→ Отрывок

Когда я занимался этими упражнениями, мне случалось делать заметки, которые позже составили книгу, кажущуюся мне теперь довольно странной, под названием «Божьими тропами». Я считаю, что здесь можно процитировать некоторые фразы из нее.
«Он, т. е. человек, который ищет в направлении, указанном Гурджиевым, понимает, что люди и предметы служат лишь для того, чтобы подорвать его усилия, просочиться наружу, отвлечь его внимание и целиком рассеять его».
«Я не упоминаю здесь о несчастьях скученности и очаровании одиночества. Такой человек знает по собственному опыту, что независимо от того, один он или нет, ему приходится бороться с тем же соблазном отсутствия желаний, и даже в уединении пытаться перехитрить самого себя. В четырех стенах или на улице — это все равно беспрестанное искушение. Малейшее расслабление — и малые «я» начинают соблазнять его».

[Блок данных]

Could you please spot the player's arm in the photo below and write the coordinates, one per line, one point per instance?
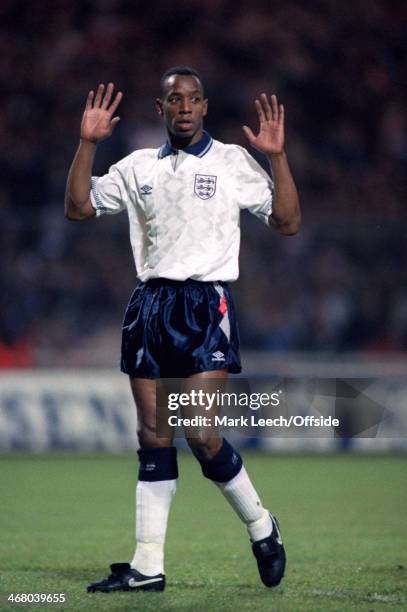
(286, 215)
(97, 124)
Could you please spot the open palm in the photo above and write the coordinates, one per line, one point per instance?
(270, 138)
(98, 121)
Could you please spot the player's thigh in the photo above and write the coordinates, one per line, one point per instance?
(204, 440)
(152, 431)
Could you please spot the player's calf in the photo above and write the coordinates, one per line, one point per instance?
(227, 471)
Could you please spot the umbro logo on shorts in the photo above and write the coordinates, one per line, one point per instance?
(146, 189)
(218, 356)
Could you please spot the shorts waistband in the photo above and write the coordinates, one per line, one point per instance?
(165, 282)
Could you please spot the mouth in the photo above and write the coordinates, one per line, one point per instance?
(184, 124)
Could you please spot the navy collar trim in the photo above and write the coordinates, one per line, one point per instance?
(199, 149)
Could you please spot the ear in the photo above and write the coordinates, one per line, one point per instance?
(159, 107)
(205, 107)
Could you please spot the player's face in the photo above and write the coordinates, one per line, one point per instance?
(183, 108)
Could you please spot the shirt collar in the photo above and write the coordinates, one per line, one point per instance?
(199, 149)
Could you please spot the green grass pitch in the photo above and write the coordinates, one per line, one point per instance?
(343, 519)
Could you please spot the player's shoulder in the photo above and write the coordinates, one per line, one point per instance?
(229, 150)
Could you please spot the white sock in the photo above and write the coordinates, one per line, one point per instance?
(153, 501)
(244, 500)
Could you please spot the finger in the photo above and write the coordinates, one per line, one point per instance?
(251, 137)
(260, 111)
(89, 100)
(115, 102)
(108, 95)
(266, 106)
(99, 95)
(281, 117)
(274, 107)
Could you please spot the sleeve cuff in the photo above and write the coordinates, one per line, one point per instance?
(95, 198)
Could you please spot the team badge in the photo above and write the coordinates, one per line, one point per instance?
(205, 186)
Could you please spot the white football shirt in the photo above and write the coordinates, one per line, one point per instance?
(184, 206)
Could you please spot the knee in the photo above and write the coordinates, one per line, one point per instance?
(205, 449)
(219, 461)
(158, 464)
(147, 438)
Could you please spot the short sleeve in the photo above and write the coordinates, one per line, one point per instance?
(255, 187)
(109, 193)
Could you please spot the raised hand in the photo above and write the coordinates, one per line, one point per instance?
(98, 121)
(270, 138)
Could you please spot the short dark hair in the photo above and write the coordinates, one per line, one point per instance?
(182, 70)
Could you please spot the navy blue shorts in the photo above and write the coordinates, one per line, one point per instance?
(173, 329)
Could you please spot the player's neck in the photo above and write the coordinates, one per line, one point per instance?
(181, 143)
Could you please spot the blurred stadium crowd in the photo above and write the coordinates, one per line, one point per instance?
(340, 71)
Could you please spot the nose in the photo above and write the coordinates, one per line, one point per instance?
(185, 106)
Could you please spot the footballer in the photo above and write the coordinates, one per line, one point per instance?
(183, 202)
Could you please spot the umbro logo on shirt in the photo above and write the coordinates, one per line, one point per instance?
(218, 356)
(146, 189)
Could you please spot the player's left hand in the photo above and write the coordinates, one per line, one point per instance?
(270, 138)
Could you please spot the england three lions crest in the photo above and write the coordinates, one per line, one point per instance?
(205, 186)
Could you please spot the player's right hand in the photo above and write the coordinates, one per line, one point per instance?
(98, 121)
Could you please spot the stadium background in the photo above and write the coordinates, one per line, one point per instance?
(331, 301)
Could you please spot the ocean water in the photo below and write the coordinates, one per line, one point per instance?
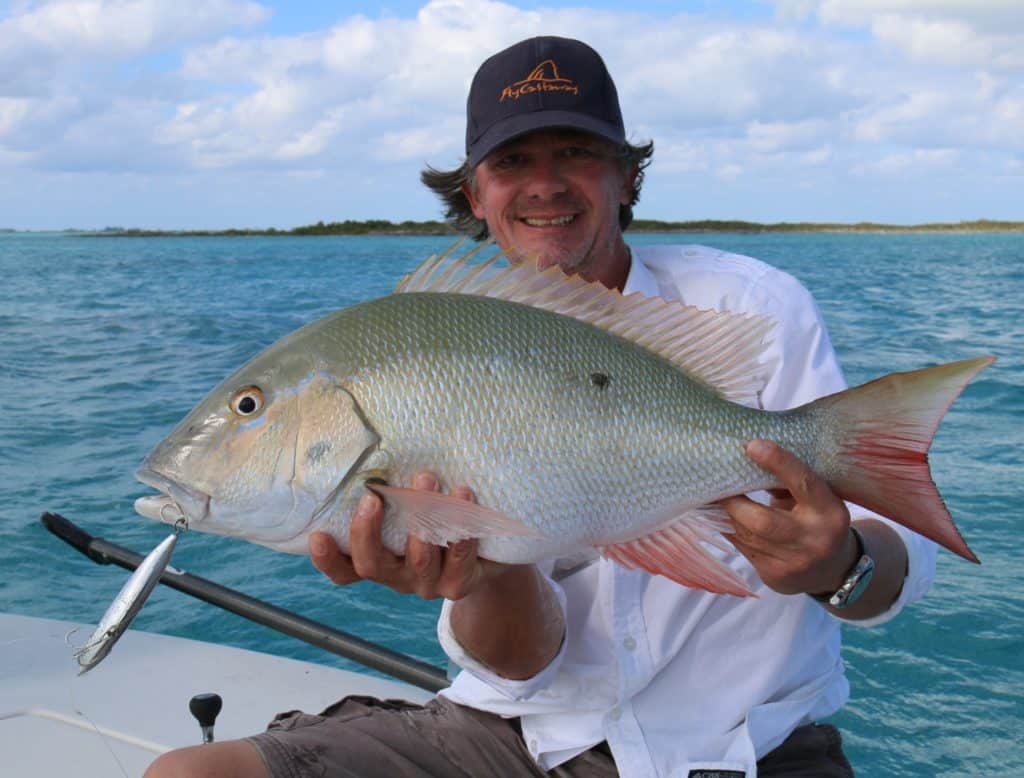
(105, 343)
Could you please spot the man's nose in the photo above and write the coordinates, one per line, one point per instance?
(547, 178)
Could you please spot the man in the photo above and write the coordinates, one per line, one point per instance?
(609, 671)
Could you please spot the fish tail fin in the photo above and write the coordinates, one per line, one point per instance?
(886, 428)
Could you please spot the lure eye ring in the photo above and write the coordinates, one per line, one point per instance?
(248, 400)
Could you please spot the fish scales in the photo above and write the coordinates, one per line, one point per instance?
(611, 428)
(501, 396)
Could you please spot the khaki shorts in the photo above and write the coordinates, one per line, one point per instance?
(373, 738)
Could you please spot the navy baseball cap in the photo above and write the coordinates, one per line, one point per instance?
(541, 83)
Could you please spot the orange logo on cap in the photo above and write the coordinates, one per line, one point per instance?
(544, 78)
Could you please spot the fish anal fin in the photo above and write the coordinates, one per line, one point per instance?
(677, 553)
(442, 519)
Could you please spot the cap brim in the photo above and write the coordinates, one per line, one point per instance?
(515, 126)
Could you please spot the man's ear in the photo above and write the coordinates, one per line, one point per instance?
(474, 202)
(629, 184)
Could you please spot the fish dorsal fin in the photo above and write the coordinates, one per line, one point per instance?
(721, 350)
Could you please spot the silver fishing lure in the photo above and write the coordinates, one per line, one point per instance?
(125, 606)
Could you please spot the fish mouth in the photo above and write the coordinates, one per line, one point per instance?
(175, 504)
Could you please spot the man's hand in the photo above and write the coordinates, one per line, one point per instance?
(506, 616)
(425, 569)
(802, 541)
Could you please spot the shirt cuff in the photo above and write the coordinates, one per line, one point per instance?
(921, 555)
(514, 690)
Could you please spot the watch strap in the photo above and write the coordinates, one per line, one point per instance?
(856, 579)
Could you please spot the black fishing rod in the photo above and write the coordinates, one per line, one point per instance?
(369, 654)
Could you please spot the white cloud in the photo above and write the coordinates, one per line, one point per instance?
(778, 136)
(192, 88)
(950, 33)
(920, 160)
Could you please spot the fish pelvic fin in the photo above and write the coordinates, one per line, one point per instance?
(721, 350)
(886, 428)
(442, 519)
(677, 552)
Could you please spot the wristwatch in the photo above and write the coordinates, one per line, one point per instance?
(855, 581)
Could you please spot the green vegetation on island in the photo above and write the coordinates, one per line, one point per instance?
(409, 227)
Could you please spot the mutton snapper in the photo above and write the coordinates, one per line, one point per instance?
(580, 418)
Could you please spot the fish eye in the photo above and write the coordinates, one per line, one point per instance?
(248, 400)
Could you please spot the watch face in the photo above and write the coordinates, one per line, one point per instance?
(854, 586)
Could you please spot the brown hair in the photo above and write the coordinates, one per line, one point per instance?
(448, 184)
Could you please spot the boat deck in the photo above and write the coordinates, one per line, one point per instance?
(135, 704)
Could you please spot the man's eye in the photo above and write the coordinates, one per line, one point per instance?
(509, 161)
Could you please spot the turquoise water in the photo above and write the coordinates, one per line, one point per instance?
(105, 343)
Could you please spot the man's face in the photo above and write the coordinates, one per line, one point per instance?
(555, 195)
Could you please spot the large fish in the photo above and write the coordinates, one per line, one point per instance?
(582, 419)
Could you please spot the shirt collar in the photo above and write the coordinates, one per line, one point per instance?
(640, 278)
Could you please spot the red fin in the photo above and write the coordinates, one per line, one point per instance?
(676, 552)
(441, 519)
(887, 427)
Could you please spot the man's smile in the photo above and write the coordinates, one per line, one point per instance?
(552, 221)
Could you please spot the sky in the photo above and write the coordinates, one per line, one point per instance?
(215, 114)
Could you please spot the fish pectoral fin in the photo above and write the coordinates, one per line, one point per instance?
(677, 553)
(442, 519)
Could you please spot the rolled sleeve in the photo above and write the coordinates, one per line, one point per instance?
(921, 554)
(507, 688)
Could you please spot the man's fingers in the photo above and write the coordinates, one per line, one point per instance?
(330, 560)
(803, 483)
(752, 520)
(370, 558)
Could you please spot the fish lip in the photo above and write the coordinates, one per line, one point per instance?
(193, 505)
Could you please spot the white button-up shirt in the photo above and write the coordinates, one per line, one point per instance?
(677, 679)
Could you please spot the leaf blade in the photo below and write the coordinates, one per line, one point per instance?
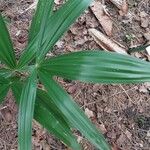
(3, 91)
(7, 54)
(72, 112)
(51, 121)
(99, 67)
(26, 111)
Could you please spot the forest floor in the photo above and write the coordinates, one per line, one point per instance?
(121, 112)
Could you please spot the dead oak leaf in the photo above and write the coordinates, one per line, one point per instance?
(103, 17)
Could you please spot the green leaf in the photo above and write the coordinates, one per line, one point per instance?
(57, 24)
(3, 91)
(99, 67)
(26, 111)
(72, 112)
(60, 21)
(3, 80)
(49, 116)
(43, 12)
(5, 73)
(7, 55)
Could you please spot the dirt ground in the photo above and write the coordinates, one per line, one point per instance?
(121, 112)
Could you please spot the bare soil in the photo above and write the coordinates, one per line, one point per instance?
(121, 112)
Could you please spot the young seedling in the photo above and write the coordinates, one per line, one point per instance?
(36, 92)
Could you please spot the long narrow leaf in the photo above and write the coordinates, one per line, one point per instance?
(72, 112)
(47, 115)
(98, 66)
(26, 111)
(7, 55)
(3, 91)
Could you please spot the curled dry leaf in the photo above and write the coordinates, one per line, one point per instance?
(89, 113)
(106, 43)
(103, 17)
(122, 5)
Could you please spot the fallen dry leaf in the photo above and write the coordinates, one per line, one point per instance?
(144, 19)
(106, 43)
(103, 17)
(89, 113)
(122, 5)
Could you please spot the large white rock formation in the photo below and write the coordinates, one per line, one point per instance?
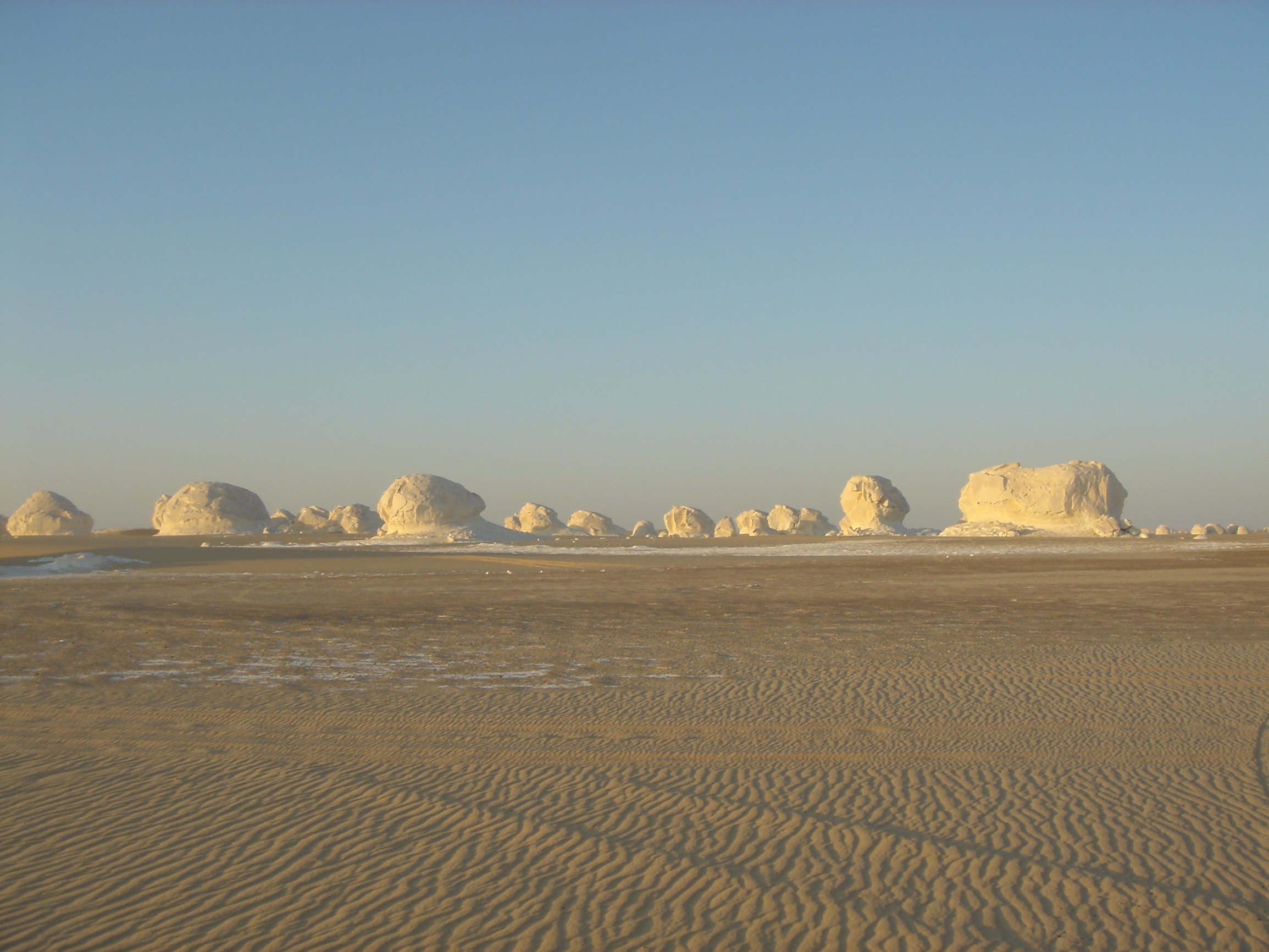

→ Что сделать
Пожалуйста, повторите дословно часть отрывка от слов «Когда я занимался» до слов «фразы из нее.». Листинг здесь не понадобится.

→ В ответ
Когда я занимался этими упражнениями, мне случалось делать заметки, которые позже составили книгу, кажущуюся мне теперь довольно странной, под названием «Божьими тропами». Я считаю, что здесь можно процитировать некоторые фразы из нее.